**TASK DESCRIPTION**
Transcribe all of the data exactly. Images stay out.
========================================
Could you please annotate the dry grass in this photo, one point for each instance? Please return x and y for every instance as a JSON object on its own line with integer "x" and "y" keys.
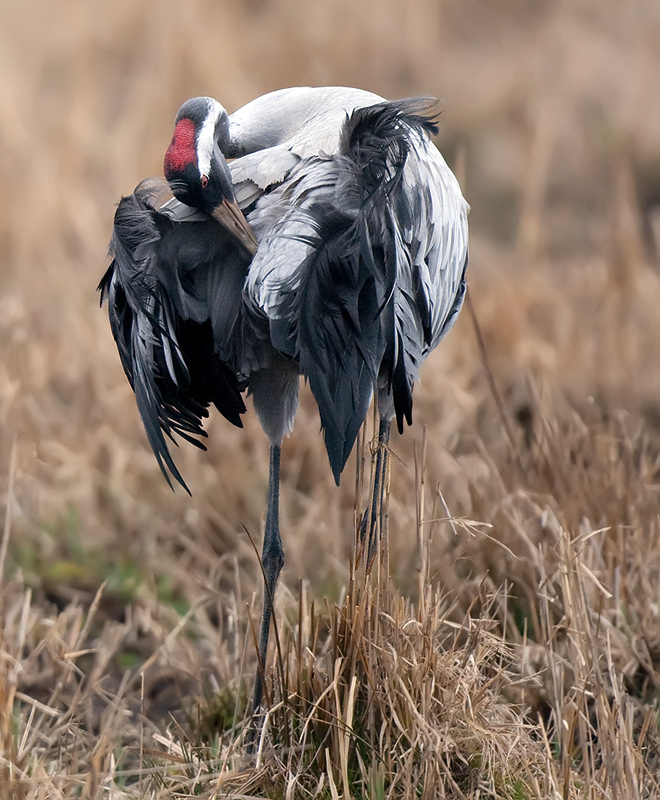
{"x": 515, "y": 653}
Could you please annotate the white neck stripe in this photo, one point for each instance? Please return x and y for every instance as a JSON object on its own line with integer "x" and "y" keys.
{"x": 206, "y": 138}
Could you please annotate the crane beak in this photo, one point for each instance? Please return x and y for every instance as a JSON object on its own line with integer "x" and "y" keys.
{"x": 230, "y": 215}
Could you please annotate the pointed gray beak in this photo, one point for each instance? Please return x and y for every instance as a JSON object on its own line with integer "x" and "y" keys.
{"x": 230, "y": 215}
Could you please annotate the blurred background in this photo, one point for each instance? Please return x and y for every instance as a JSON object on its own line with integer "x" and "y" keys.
{"x": 552, "y": 122}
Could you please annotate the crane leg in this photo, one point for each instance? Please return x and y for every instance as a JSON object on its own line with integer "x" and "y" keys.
{"x": 375, "y": 520}
{"x": 272, "y": 560}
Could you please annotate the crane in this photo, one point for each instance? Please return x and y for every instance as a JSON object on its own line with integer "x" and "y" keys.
{"x": 316, "y": 231}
========================================
**RESPONSE BELOW**
Could you please annotate the dry grass in this photo, one point for each instance? Please return x and y for every instance as a JSON object on its own line with integer "x" and "y" keys.
{"x": 515, "y": 653}
Could you please annotate the white neck stripe in this photo, one point for each instance? Please return x and y for every instance as a JSON object on its own line with integer "x" and "y" keys.
{"x": 206, "y": 138}
Could you please annotate the crane beak in this photo, one point for each instance? Please return x and y for every instance as a JSON object on its own line with integer "x" and "y" keys.
{"x": 230, "y": 215}
Could you please annotate the pointed gray beak in this photo, one point for each instance? Please return x and y for every instance as a JSON object on its own line with integer "x" and "y" keys.
{"x": 230, "y": 215}
Could you please annotate the blurred background in this photo, one point for each instance? Please return x and y for every instance as a JSON object on its own line with integer "x" and "y" keys.
{"x": 552, "y": 122}
Could you please annotate the crane leg in this photo, one point for each instance? Please return x and y for every instance as a JSON object on its own line with integer "x" and "y" keys.
{"x": 375, "y": 520}
{"x": 272, "y": 560}
Could you please annotate the crane in this photo, one point for each instance? Please return x and y for every instance as a JSON object on its own line with integer "x" and "y" keys.
{"x": 316, "y": 231}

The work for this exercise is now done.